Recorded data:
▬▬▬

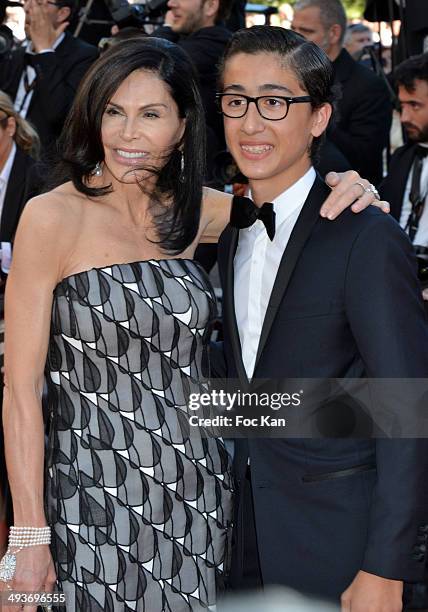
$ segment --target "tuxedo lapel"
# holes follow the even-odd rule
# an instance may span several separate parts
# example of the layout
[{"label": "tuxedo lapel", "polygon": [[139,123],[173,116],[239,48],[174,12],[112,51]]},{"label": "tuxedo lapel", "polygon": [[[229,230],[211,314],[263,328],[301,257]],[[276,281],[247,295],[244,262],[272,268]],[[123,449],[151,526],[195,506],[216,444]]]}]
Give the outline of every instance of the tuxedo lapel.
[{"label": "tuxedo lapel", "polygon": [[290,240],[287,244],[287,248],[284,251],[278,268],[278,273],[275,278],[275,283],[263,321],[263,327],[257,350],[256,364],[254,367],[254,375],[256,375],[257,364],[266,345],[269,332],[275,320],[282,298],[287,291],[288,284],[294,268],[296,267],[300,253],[305,246],[305,243],[309,238],[315,223],[319,219],[321,205],[329,193],[329,188],[317,176],[299,218],[297,219],[296,225],[294,226]]},{"label": "tuxedo lapel", "polygon": [[[19,83],[21,82],[22,72],[25,68],[25,49],[18,49],[14,59],[15,61],[11,61],[9,63],[10,70],[7,75],[7,82],[4,83],[2,87],[2,89],[9,94],[12,100],[16,98]],[[3,61],[6,62],[4,59]]]},{"label": "tuxedo lapel", "polygon": [[400,159],[400,163],[394,165],[394,189],[391,190],[390,204],[391,214],[398,221],[401,216],[401,209],[403,207],[404,192],[406,190],[407,179],[409,177],[410,170],[415,159],[415,146],[410,146],[403,151],[403,155]]},{"label": "tuxedo lapel", "polygon": [[235,269],[234,259],[236,249],[238,247],[239,230],[229,225],[229,244],[227,246],[227,257],[226,257],[226,278],[225,278],[225,300],[224,310],[228,321],[228,329],[225,330],[229,334],[230,344],[233,351],[233,357],[238,372],[238,376],[241,382],[248,385],[248,377],[245,371],[244,363],[242,361],[242,350],[241,341],[239,338],[238,326],[236,323],[236,312],[235,312]]}]

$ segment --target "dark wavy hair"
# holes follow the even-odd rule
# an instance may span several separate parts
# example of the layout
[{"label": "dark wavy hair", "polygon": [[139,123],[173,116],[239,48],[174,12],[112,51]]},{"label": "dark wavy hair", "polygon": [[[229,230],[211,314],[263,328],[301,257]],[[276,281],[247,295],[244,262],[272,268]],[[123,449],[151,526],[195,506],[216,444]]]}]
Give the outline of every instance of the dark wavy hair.
[{"label": "dark wavy hair", "polygon": [[[106,51],[80,84],[58,143],[60,161],[53,184],[71,180],[93,198],[112,192],[112,186],[90,187],[88,178],[104,159],[101,123],[105,108],[121,83],[135,70],[155,73],[167,85],[185,130],[177,147],[165,156],[150,193],[158,244],[177,255],[195,239],[200,219],[205,163],[205,119],[197,77],[188,56],[177,45],[159,38],[125,40]],[[181,172],[181,152],[185,166]],[[140,184],[144,191],[143,184]]]},{"label": "dark wavy hair", "polygon": [[[223,88],[225,65],[238,53],[276,55],[285,68],[293,71],[302,89],[308,92],[313,110],[327,103],[334,111],[337,88],[334,86],[333,64],[318,45],[307,41],[297,32],[277,26],[253,26],[235,32],[219,67],[220,90]],[[312,160],[316,159],[324,139],[325,133],[313,139],[310,151]]]},{"label": "dark wavy hair", "polygon": [[428,53],[413,55],[401,62],[394,70],[395,85],[404,87],[409,93],[415,90],[415,81],[428,83]]}]

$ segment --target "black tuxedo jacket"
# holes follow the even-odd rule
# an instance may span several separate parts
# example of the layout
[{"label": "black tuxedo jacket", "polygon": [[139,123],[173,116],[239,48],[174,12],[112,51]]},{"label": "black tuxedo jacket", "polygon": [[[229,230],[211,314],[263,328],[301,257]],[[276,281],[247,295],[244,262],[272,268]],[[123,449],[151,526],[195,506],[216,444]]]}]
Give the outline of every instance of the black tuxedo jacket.
[{"label": "black tuxedo jacket", "polygon": [[[389,140],[392,104],[385,83],[342,49],[333,62],[340,86],[337,124],[329,139],[354,170],[378,185],[382,179],[382,151]],[[332,168],[333,169],[333,168]]]},{"label": "black tuxedo jacket", "polygon": [[13,242],[25,204],[41,189],[42,179],[37,162],[19,147],[10,173],[0,220],[0,242]]},{"label": "black tuxedo jacket", "polygon": [[[73,38],[68,32],[53,53],[34,55],[37,80],[27,119],[37,129],[45,150],[61,133],[77,87],[97,57],[96,47]],[[0,89],[13,100],[18,92],[24,60],[25,49],[19,48],[0,63]]]},{"label": "black tuxedo jacket", "polygon": [[[321,218],[328,191],[317,178],[289,240],[254,378],[427,377],[428,327],[407,236],[372,207]],[[233,297],[238,236],[231,226],[223,232],[219,269],[227,375],[245,389]],[[337,599],[360,569],[424,579],[427,441],[235,440],[238,566],[248,457],[265,584]]]},{"label": "black tuxedo jacket", "polygon": [[400,220],[404,191],[415,159],[415,150],[416,146],[408,143],[394,152],[389,164],[388,176],[384,178],[379,187],[381,198],[390,203],[391,215],[397,221]]}]

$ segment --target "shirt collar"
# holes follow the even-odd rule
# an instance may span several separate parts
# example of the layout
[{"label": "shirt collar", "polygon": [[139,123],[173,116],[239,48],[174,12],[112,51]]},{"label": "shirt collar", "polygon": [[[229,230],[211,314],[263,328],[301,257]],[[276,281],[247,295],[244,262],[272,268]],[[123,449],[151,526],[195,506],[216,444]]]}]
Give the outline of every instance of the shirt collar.
[{"label": "shirt collar", "polygon": [[16,154],[16,144],[13,143],[12,148],[9,153],[9,157],[7,158],[6,163],[3,166],[3,170],[1,171],[1,174],[0,174],[0,180],[2,181],[1,183],[2,187],[4,185],[7,185],[7,183],[9,182],[10,173],[12,171],[13,162],[15,160],[15,154]]},{"label": "shirt collar", "polygon": [[298,208],[303,206],[315,182],[315,178],[316,172],[313,166],[311,166],[298,181],[273,200],[276,227],[279,227],[281,223],[291,217]]}]

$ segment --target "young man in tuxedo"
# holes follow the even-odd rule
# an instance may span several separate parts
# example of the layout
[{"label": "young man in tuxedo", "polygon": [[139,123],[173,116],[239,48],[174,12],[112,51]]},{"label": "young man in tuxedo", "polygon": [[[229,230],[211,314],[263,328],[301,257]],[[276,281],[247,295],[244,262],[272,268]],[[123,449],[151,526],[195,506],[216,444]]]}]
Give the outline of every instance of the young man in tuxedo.
[{"label": "young man in tuxedo", "polygon": [[[373,207],[319,215],[328,189],[312,158],[334,98],[324,52],[281,28],[242,30],[221,83],[227,143],[253,200],[235,198],[219,242],[228,377],[245,390],[260,379],[427,377],[405,233]],[[351,436],[235,440],[232,587],[283,584],[341,600],[343,612],[402,610],[403,581],[426,573],[428,444]]]}]

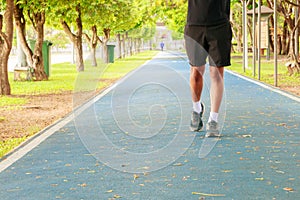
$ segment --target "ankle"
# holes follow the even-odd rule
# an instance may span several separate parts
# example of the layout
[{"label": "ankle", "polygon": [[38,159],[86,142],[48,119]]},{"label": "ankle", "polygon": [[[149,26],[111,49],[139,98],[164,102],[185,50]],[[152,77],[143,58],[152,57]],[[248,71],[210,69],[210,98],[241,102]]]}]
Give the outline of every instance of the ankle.
[{"label": "ankle", "polygon": [[216,113],[216,112],[210,112],[210,113],[209,113],[208,122],[211,122],[211,121],[218,122],[218,116],[219,116],[219,113]]}]

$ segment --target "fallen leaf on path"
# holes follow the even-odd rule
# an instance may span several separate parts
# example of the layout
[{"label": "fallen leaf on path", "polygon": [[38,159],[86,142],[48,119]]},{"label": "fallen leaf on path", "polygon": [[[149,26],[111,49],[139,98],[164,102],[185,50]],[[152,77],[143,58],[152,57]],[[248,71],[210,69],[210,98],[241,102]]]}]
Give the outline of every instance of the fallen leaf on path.
[{"label": "fallen leaf on path", "polygon": [[79,184],[80,187],[86,187],[87,184],[86,183],[82,183],[82,184]]},{"label": "fallen leaf on path", "polygon": [[276,124],[276,126],[286,126],[286,123],[279,123],[279,124]]},{"label": "fallen leaf on path", "polygon": [[290,187],[285,187],[285,188],[283,188],[283,190],[285,190],[285,191],[289,191],[289,192],[292,192],[292,191],[294,191],[294,189],[293,189],[293,188],[290,188]]},{"label": "fallen leaf on path", "polygon": [[106,191],[106,193],[112,193],[113,192],[113,190],[107,190]]},{"label": "fallen leaf on path", "polygon": [[136,180],[137,178],[139,178],[140,176],[137,174],[133,174],[133,180]]},{"label": "fallen leaf on path", "polygon": [[240,160],[249,160],[249,158],[240,157]]},{"label": "fallen leaf on path", "polygon": [[148,170],[148,169],[150,169],[150,167],[145,166],[145,167],[142,167],[142,169]]},{"label": "fallen leaf on path", "polygon": [[118,195],[118,194],[115,194],[114,195],[114,198],[116,198],[116,199],[120,199],[120,198],[122,198],[120,195]]},{"label": "fallen leaf on path", "polygon": [[260,178],[255,178],[256,181],[263,181],[265,180],[263,177],[260,177]]},{"label": "fallen leaf on path", "polygon": [[175,163],[173,164],[173,166],[182,166],[183,164],[182,163]]},{"label": "fallen leaf on path", "polygon": [[192,194],[208,196],[208,197],[225,197],[225,194],[207,194],[207,193],[202,193],[202,192],[192,192]]},{"label": "fallen leaf on path", "polygon": [[250,134],[247,134],[247,135],[242,135],[242,137],[243,137],[243,138],[251,138],[251,137],[252,137],[252,135],[250,135]]},{"label": "fallen leaf on path", "polygon": [[230,169],[228,169],[228,170],[222,170],[222,172],[229,173],[229,172],[232,172],[232,170],[230,170]]}]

▬▬▬

• **Problem requirements**
From the data above, copy out every line with the string "target" in it.

• **Result**
$ segment --target "tuxedo lapel"
$ segment --target "dark wavy hair"
$ segment --target "black tuxedo jacket"
$ segment --target "shirt collar"
$ segment --target "young man in tuxedo"
$ segment --target "ankle"
$ segment --target "fallen leaf on path"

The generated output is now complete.